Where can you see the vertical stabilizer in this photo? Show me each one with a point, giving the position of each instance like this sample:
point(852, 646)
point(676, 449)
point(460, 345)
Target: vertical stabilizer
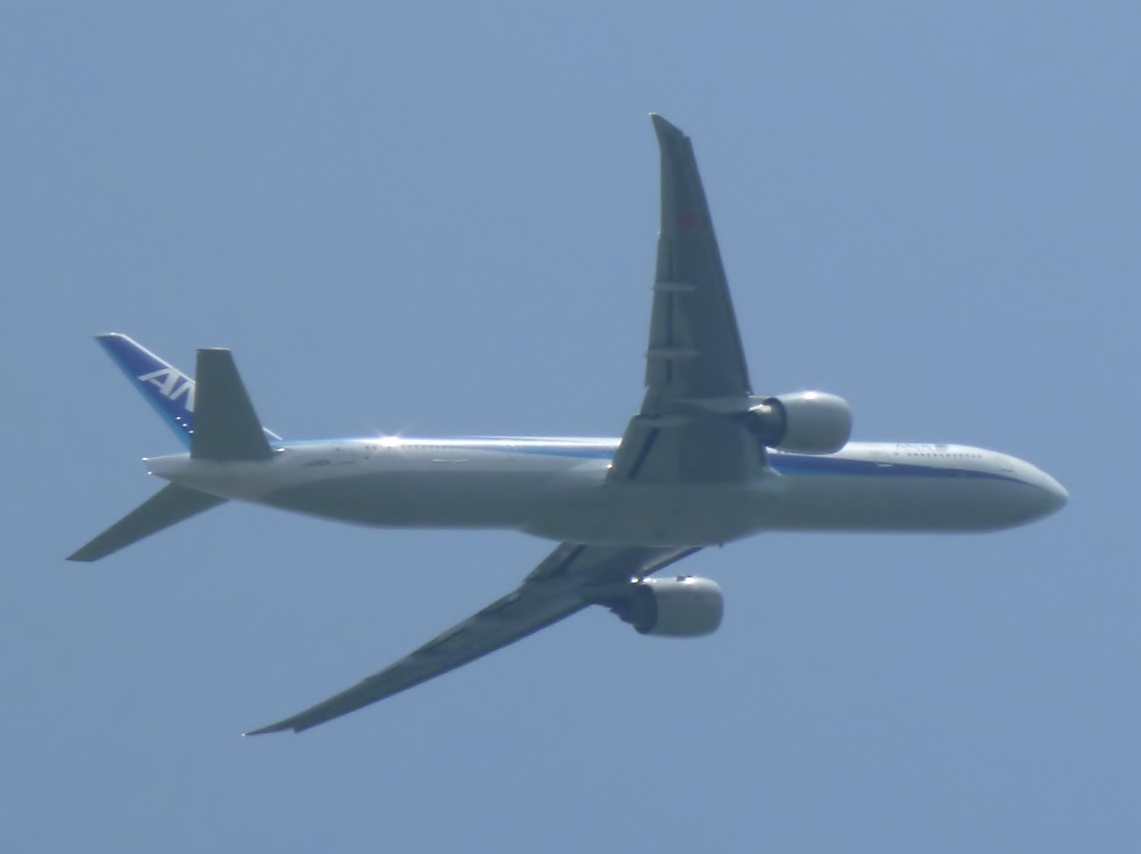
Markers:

▶ [What the exercise asks]: Could you set down the records above word for word, without any of the pictures?

▶ [Your solution]:
Where can you see the vertical stabilizer in this photo? Show me each one with a point, giving the position of each instance like this sample:
point(852, 646)
point(676, 449)
point(460, 345)
Target: vertical stabilizer
Markers:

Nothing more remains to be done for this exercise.